Task description
Continue the article on legal and regulatory risks for financial services offered online, starting right after its last sentence.

Source excerpt
Suppliers of financial services and products are in the vanguard in taking advantage of the internet. The surge in banks and investment companies offering online capabilities is a testament to that fact.

But, in adding or moving to an electronic platform in order to sell their products and services, financial services providers need to address the legal and regulatory issues which result from having a global audience and dealing with customers through this new medium. This article looks at some of the online services on offer, the legal and regulatory issues which arise from them and strategies to minimize the associated legal and regulatory risk.

Marketing funds online

In principle, the ability to put information onto a website which can be accessed by potential investors all over the globe through search engines is highly attractive. Funds which have a consistently good performance and which meet investors' needs in terms of philosophy, investment style, geographical location etc are more easily identified through an internet search than through traditional means. Also, because traditional selling methods involve the use of expensive advertising and/or the need to pay not insignificant fees to intermediaries, selling costs (and charges) are high. If all marketing could be conducted via the internet, costs and charges would be significantly reduced.

However, regulators in the EU, the US and many other countries have stated that the mere availability and accessibility of a website's contents by their residents constitutes financial promotion and, if not authorized, unlawful financial promotion. Thus, the UK's Financial Services Authority (FSA) has issued guidance on the question of promotion of financial services on the internet and has stated that an advertisement of financial services products which can be accessed on a computer screen by a person in the UK will be considered to have been "issued" in the UK. Unless there is an applicable exemption, the advertisement must have been issued in the UK by a person authorized under the Financial Services Act 1986. Contravention of this requirement is a criminal offence.

This follows from the fact that putting information on a website which is accessible globally is tantamount to putting an investment advertisement in public newspapers circulating in every jurisdiction in the world. It is no more possible legally to advertise in this manner (ie via a website) than it would be to place such advertisements in those newspapers. In practice this would only be possible if such funds were registered for public marketing in every country in the world. This is, of course, a practical impossibility.

As a result, it is necessary to go through the time-honoured process of identifying in which countries the promoters want to make the fund available to the public and to go through a local registration process. In addition, promoters often sell the fund on a private placement basis and in compliance with local private placement rules in other countries. Because of local taxation issues and the complexity of complying with different local regulations it is not practicable to structure funds which are appropriate for large numbers of people in multiple jurisdictions. Typically, therefore, promoters have sought to market funds to the public in only one or a very limited number of countries and to market the funds on a private placement basis to a limited number of institutions or intermediaries in other countries.

Listing of labeled points:
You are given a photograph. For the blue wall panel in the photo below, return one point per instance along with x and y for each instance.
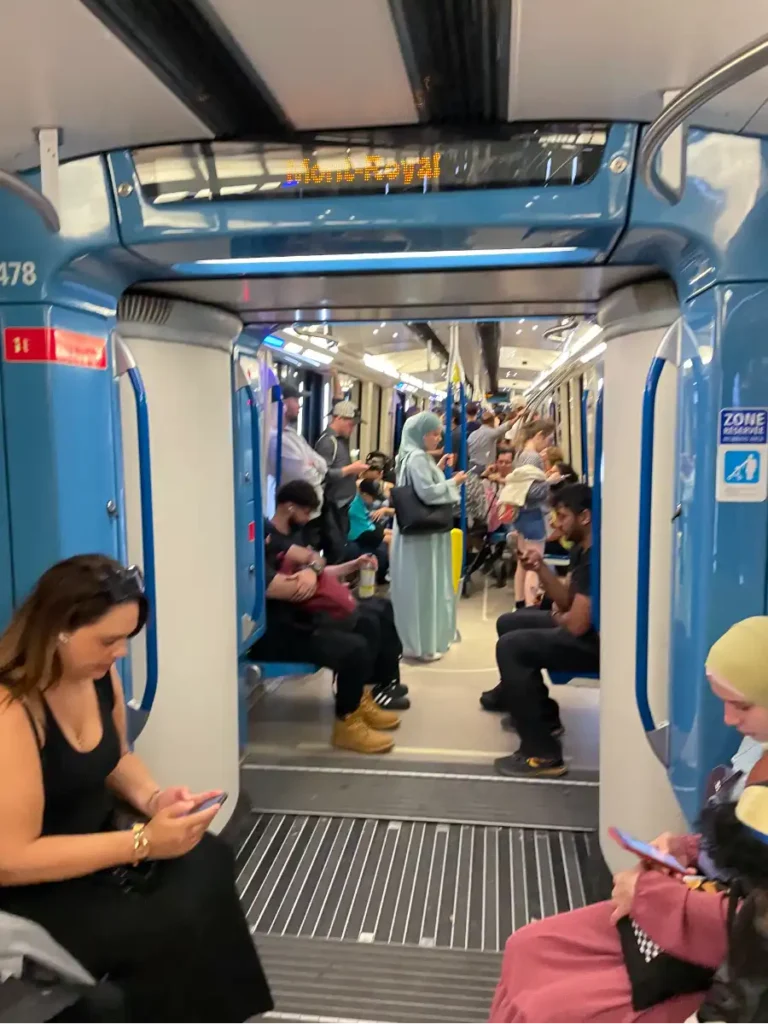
(59, 448)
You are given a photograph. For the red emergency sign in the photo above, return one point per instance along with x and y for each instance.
(54, 344)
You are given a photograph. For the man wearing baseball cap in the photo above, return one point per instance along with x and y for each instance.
(299, 461)
(340, 486)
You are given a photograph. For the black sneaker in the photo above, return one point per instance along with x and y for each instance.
(518, 766)
(391, 697)
(492, 699)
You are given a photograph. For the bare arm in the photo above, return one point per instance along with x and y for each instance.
(130, 779)
(26, 856)
(284, 588)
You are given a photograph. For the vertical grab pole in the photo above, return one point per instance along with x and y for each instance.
(448, 446)
(585, 446)
(138, 712)
(597, 498)
(657, 735)
(258, 511)
(278, 395)
(463, 466)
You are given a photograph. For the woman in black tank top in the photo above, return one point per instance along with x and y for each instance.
(148, 900)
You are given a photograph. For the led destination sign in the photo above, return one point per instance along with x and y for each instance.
(373, 163)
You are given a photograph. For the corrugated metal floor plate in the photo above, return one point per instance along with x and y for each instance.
(417, 884)
(342, 983)
(413, 794)
(330, 982)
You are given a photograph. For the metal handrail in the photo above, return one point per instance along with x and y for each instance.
(138, 711)
(737, 67)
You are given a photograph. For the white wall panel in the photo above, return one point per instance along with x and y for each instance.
(192, 735)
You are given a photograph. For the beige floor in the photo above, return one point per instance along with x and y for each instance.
(444, 723)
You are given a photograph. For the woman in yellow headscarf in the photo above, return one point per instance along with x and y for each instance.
(570, 969)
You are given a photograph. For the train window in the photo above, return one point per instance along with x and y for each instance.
(377, 162)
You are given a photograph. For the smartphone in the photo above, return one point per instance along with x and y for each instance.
(645, 851)
(211, 802)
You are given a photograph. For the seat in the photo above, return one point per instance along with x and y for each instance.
(561, 678)
(41, 979)
(274, 670)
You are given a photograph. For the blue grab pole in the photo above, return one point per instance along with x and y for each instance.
(597, 499)
(278, 395)
(463, 466)
(643, 544)
(448, 444)
(147, 543)
(585, 446)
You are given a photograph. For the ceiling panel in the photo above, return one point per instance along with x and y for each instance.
(62, 69)
(334, 64)
(593, 59)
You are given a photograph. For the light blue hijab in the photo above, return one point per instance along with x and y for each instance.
(414, 434)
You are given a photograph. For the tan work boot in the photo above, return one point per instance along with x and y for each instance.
(377, 717)
(353, 733)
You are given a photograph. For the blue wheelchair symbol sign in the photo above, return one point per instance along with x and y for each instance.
(741, 467)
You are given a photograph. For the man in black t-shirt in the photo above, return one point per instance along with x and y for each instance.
(363, 649)
(562, 639)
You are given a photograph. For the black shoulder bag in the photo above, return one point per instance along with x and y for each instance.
(415, 516)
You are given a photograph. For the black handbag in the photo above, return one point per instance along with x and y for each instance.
(654, 975)
(416, 517)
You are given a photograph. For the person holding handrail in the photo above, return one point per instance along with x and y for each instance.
(119, 870)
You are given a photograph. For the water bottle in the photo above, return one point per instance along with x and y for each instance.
(367, 585)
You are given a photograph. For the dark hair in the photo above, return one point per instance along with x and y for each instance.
(298, 493)
(567, 473)
(577, 498)
(733, 847)
(369, 487)
(70, 595)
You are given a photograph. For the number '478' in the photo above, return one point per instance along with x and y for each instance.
(16, 272)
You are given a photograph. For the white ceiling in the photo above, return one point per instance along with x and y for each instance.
(607, 59)
(60, 68)
(331, 64)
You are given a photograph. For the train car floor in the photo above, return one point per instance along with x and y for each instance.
(383, 889)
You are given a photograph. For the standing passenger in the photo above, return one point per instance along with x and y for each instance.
(299, 461)
(341, 485)
(530, 524)
(422, 586)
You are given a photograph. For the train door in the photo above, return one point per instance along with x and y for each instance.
(184, 359)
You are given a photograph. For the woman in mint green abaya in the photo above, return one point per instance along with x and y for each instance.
(422, 586)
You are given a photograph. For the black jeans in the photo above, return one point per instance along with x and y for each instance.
(367, 651)
(529, 641)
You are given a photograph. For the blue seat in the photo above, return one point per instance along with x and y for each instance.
(273, 670)
(561, 678)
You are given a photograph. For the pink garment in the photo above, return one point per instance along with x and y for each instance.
(569, 969)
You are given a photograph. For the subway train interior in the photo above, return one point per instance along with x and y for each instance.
(403, 204)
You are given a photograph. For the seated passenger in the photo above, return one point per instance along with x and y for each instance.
(739, 838)
(366, 535)
(569, 969)
(531, 639)
(364, 649)
(151, 904)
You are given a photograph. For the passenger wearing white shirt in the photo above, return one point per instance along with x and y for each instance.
(299, 460)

Task output
Certain EU funds which are regulated in one member state of the EU can be marketed in any of the EU member states pursuant to EC Council Directive 85/611. However, even in the case of UCITS, both the regulator of the home state (ie the state where the fund was initially set up) and the regulator of the host state (ie the state in which the foreign UCITS wishes to be marketed) must be notified and confirm the fund has complied with the relevant requirements. Notwithstanding the UCITS Directive, the marketing of the fund will still be subject to local marketing regulations and registration with the host state regulators involves approval of the proposed marketing methods. For example, in the UK, there are restrictions on the form and content of fund advertisements and the marketing to the public must, in practice, be conducted through a UK authorized firm under the Financial Services Act 1986.

EU funds which do not fall within the UCITS Directive and funds which are formed in a country outside the EU will not have the benefit of the UCITS Directive and will face the full weight of the host state regulations. In order to be marketed to the public, they are likely to need to be registered and therefore approved locally. Whether this is possible depends on where such funds are established, the degree of regulation to which they are subject and the existence and detailed requirements of the target country. Funds established in offshore financial centres are often unable to comply with local registration requirements in more sophisticated onshore jurisdictions.

This does not, however, mean that website advertising is impossible. The Securities and Exchange Commission (SEC) has stated that if financial services providers "implement measures which are reasonably designed to guard against sales or the provision of services to US persons", they will be deemed not to have targeted persons in the US.

Similarly the UK authorities state that in order that a website avoids being deemed to be targeting UK persons both a disclaimer and procedures that contain "positive steps to limit access to the site" must be put in place. Both the US and UK authorities have issued detailed guidance on the types of disclaimers and procedures they would expect to see.

Fund supermarkets

The supermarket concept typically involves offering a large number of funds advised by a number of competing advisers. For a fee, the fund will generally receive two services from the supermarket's sponsoring broker-dealer. First, accounting and shareholder servicing duties which would otherwise be performed by the fund's transfer agent. Second, the supermarket will either take on or supplement the distribution and marketing activities. Investors who purchase funds through a fund supermarket typically set up accounts with the broker-dealer sponsoring the supermarket and have no direct contact with the funds in which they invest.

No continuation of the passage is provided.